* _What this task involves_
Across all the records, filter for lines with the word "below" and copy them.
(Available records Opens)
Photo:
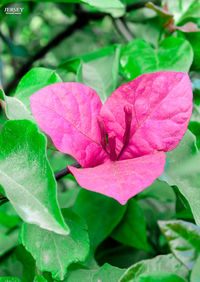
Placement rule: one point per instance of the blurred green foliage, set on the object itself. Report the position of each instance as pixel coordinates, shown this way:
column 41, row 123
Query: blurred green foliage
column 155, row 236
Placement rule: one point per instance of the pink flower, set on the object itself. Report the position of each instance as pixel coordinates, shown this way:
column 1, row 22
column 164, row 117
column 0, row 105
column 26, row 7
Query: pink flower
column 120, row 144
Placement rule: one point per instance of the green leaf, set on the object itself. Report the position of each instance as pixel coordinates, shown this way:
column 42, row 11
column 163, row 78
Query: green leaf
column 54, row 252
column 7, row 242
column 172, row 54
column 178, row 172
column 39, row 278
column 27, row 263
column 184, row 9
column 160, row 277
column 184, row 240
column 131, row 230
column 99, row 70
column 194, row 38
column 114, row 7
column 101, row 213
column 15, row 109
column 107, row 273
column 158, row 201
column 18, row 107
column 34, row 80
column 161, row 264
column 9, row 279
column 27, row 177
column 195, row 274
column 8, row 216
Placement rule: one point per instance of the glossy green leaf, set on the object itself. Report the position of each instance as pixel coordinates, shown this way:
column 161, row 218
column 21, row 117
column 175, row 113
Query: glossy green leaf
column 39, row 278
column 18, row 107
column 160, row 277
column 7, row 242
column 15, row 109
column 160, row 264
column 184, row 240
column 9, row 279
column 131, row 230
column 99, row 70
column 27, row 177
column 107, row 273
column 8, row 216
column 183, row 9
column 172, row 54
column 27, row 263
column 194, row 38
column 187, row 181
column 54, row 252
column 101, row 213
column 158, row 201
column 195, row 274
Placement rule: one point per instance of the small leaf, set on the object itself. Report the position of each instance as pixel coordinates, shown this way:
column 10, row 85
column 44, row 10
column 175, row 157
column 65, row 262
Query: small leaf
column 9, row 279
column 18, row 107
column 27, row 177
column 187, row 180
column 195, row 274
column 194, row 38
column 184, row 240
column 7, row 242
column 101, row 213
column 164, row 264
column 54, row 252
column 172, row 54
column 131, row 230
column 106, row 273
column 39, row 278
column 98, row 70
column 183, row 9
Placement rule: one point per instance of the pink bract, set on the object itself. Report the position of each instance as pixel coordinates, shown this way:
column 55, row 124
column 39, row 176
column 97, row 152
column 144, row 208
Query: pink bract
column 142, row 119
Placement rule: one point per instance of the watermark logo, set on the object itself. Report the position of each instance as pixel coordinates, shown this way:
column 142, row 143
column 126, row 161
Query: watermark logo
column 13, row 11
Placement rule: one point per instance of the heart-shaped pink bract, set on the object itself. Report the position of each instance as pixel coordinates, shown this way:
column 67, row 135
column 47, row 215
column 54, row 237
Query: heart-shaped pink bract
column 120, row 144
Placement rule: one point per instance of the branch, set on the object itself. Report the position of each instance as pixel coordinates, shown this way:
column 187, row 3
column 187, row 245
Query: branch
column 65, row 171
column 57, row 175
column 80, row 23
column 123, row 29
column 83, row 18
column 141, row 4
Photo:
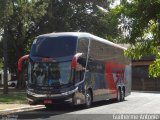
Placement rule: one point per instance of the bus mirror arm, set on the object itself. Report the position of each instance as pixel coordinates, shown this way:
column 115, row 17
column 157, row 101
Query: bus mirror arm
column 76, row 64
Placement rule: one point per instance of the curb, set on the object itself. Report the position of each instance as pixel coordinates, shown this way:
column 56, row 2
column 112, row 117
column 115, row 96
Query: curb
column 21, row 109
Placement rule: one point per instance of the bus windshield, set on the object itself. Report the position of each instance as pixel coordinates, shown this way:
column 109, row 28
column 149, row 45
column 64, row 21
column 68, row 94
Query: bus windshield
column 49, row 74
column 54, row 46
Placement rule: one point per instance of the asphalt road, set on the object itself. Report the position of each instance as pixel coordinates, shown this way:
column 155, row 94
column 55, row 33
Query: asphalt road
column 136, row 103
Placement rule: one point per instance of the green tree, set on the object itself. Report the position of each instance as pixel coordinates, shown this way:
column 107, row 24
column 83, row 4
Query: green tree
column 18, row 24
column 79, row 15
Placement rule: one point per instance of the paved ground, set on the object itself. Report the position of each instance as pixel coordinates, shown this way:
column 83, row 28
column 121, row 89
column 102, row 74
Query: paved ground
column 136, row 103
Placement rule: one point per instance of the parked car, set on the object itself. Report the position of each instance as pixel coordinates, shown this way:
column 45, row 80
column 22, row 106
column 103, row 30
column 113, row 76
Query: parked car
column 12, row 83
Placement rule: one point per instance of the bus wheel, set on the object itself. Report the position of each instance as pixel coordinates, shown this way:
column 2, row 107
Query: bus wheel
column 88, row 99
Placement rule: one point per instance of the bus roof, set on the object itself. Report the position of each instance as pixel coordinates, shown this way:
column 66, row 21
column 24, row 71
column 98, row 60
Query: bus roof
column 83, row 34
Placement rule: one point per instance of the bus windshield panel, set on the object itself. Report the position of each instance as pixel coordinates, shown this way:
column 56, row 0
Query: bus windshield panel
column 54, row 46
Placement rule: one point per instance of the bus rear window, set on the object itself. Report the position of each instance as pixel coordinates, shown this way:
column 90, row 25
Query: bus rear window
column 54, row 46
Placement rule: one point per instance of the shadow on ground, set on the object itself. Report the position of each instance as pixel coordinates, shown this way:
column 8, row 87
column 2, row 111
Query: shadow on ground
column 58, row 111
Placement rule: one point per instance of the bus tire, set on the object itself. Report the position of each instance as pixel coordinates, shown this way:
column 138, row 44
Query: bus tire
column 88, row 99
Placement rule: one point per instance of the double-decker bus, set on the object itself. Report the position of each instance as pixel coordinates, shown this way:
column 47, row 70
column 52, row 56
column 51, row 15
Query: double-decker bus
column 78, row 68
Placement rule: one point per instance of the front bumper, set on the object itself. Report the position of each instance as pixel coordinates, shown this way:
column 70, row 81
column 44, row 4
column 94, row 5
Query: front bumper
column 68, row 96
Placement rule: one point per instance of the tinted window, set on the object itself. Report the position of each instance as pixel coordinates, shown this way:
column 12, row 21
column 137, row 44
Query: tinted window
column 54, row 46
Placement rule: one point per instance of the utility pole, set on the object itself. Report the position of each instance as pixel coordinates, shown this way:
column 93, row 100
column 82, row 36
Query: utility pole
column 5, row 77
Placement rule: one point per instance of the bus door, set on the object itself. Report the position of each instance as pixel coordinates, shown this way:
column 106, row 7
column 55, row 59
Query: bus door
column 83, row 48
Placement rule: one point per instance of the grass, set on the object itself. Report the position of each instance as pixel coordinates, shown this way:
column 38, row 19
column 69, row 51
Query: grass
column 13, row 98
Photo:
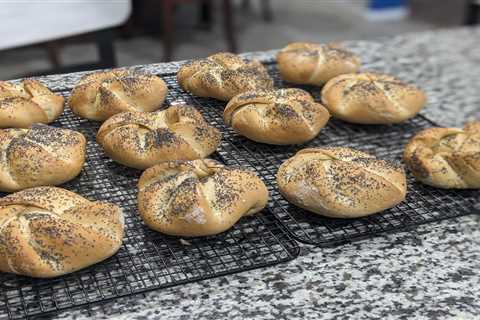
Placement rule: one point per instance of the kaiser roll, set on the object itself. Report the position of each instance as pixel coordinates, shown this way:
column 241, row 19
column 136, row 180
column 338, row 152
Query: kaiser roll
column 26, row 103
column 369, row 98
column 198, row 198
column 47, row 232
column 222, row 76
column 311, row 63
column 100, row 95
column 446, row 157
column 341, row 182
column 284, row 116
column 140, row 140
column 41, row 155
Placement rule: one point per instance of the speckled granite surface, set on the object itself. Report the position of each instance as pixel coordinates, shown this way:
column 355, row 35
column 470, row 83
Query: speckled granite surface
column 432, row 272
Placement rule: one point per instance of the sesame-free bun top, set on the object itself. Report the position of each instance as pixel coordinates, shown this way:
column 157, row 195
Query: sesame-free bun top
column 312, row 63
column 48, row 232
column 198, row 198
column 370, row 98
column 26, row 103
column 100, row 95
column 141, row 140
column 446, row 157
column 222, row 76
column 341, row 182
column 284, row 116
column 40, row 155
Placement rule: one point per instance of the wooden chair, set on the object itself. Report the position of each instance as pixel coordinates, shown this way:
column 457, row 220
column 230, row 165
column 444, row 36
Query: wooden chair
column 168, row 7
column 50, row 24
column 472, row 15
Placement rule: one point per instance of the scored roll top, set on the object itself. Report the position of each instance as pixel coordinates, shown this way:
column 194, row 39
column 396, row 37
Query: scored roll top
column 311, row 63
column 370, row 98
column 141, row 140
column 284, row 116
column 341, row 182
column 222, row 76
column 446, row 157
column 47, row 232
column 100, row 95
column 40, row 155
column 198, row 198
column 26, row 103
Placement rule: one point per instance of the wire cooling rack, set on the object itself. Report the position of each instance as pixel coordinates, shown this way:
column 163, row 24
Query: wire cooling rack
column 147, row 260
column 423, row 203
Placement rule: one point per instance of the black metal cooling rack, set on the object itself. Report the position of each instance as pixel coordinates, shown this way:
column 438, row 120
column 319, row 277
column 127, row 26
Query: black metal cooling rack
column 423, row 204
column 147, row 260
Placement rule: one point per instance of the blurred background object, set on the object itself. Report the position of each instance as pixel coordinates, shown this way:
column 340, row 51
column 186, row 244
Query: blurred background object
column 39, row 37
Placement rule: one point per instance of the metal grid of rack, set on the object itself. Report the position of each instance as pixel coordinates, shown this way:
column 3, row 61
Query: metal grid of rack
column 147, row 260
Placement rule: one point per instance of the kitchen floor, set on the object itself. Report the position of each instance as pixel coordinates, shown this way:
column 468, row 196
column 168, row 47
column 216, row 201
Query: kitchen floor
column 304, row 20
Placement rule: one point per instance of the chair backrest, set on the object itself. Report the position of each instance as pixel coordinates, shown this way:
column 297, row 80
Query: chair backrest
column 29, row 22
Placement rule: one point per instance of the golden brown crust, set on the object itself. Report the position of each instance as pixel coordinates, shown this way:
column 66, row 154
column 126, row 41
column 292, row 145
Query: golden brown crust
column 369, row 98
column 341, row 182
column 446, row 157
column 100, row 95
column 26, row 103
column 311, row 63
column 222, row 76
column 47, row 232
column 41, row 155
column 141, row 140
column 198, row 198
column 284, row 116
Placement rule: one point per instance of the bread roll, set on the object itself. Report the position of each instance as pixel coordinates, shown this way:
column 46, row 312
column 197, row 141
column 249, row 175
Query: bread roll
column 341, row 182
column 446, row 157
column 41, row 155
column 141, row 140
column 369, row 98
column 222, row 76
column 311, row 63
column 284, row 116
column 26, row 103
column 100, row 95
column 48, row 232
column 198, row 198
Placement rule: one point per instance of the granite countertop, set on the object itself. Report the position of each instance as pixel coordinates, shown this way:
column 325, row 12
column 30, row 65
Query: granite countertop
column 431, row 272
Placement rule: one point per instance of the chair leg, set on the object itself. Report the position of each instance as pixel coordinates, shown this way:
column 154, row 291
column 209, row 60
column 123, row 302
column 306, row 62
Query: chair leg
column 267, row 12
column 472, row 13
column 53, row 51
column 228, row 20
column 106, row 49
column 205, row 16
column 246, row 5
column 167, row 29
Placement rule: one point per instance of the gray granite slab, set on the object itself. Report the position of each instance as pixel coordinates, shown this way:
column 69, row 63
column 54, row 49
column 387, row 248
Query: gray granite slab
column 431, row 272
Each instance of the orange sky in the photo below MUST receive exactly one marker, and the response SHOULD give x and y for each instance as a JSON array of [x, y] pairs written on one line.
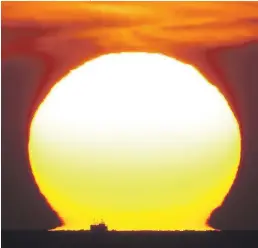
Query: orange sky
[[136, 25]]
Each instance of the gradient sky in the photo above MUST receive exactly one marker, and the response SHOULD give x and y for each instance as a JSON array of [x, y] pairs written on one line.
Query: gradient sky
[[42, 41]]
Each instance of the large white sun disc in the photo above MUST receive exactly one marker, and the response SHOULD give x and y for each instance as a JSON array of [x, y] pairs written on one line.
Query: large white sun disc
[[125, 119]]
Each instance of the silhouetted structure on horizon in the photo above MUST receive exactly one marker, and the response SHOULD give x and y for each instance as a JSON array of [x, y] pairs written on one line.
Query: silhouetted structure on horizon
[[99, 228]]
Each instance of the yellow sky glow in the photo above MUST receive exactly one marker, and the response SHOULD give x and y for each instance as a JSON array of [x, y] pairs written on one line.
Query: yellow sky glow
[[139, 140]]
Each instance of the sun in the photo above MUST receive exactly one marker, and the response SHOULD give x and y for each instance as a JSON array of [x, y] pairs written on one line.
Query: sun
[[140, 140]]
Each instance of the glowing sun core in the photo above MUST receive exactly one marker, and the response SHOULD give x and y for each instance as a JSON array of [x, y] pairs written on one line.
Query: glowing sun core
[[139, 140]]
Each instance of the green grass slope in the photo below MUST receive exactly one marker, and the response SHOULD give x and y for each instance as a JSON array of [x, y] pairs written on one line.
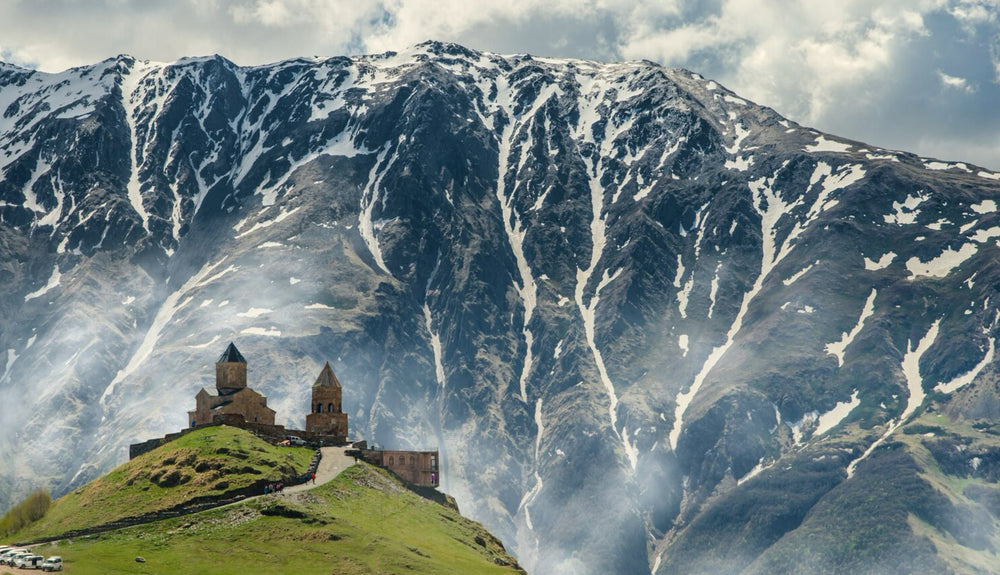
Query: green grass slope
[[363, 522], [207, 461]]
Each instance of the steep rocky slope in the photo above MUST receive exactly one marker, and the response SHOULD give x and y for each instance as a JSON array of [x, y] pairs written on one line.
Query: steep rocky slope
[[639, 315]]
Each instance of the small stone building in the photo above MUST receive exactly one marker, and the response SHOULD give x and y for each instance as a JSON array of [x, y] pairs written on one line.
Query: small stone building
[[232, 397], [326, 416], [416, 467]]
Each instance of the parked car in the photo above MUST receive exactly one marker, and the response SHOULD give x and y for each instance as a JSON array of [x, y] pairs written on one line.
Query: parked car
[[8, 556], [11, 560], [29, 562]]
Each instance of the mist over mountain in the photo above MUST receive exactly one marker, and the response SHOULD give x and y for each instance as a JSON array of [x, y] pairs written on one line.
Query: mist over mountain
[[651, 326]]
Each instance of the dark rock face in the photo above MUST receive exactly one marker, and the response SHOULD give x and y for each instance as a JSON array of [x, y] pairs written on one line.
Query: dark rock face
[[632, 309]]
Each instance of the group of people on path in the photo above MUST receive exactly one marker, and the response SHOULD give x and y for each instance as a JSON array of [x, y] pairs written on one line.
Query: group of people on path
[[280, 486]]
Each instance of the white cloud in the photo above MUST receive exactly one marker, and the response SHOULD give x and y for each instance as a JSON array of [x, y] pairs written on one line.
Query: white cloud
[[957, 83], [842, 66]]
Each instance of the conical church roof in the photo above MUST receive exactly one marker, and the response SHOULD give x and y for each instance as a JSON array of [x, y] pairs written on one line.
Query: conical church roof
[[231, 355], [327, 378]]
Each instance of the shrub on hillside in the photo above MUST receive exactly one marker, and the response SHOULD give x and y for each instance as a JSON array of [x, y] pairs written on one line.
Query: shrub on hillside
[[28, 511]]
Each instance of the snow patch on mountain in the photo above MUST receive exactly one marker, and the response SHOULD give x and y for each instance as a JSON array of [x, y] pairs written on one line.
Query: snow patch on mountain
[[915, 386], [942, 265], [985, 206], [970, 376], [51, 284], [832, 418], [435, 348], [798, 275], [838, 348], [883, 262], [905, 212], [824, 144]]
(Available records Closes)
* _Answer section_
Each instance of the orange sky in the photo below MUST receive exactly one marker, and the response SHOULD give x and y for each instance as a JSON array of [x, y] pairs written on one line.
Each instance of the green grass slope in the photo below MUST receive exactly one marker, and the response SHOULD give x and y for each instance as a JSON array of [x, y] pairs written on one line.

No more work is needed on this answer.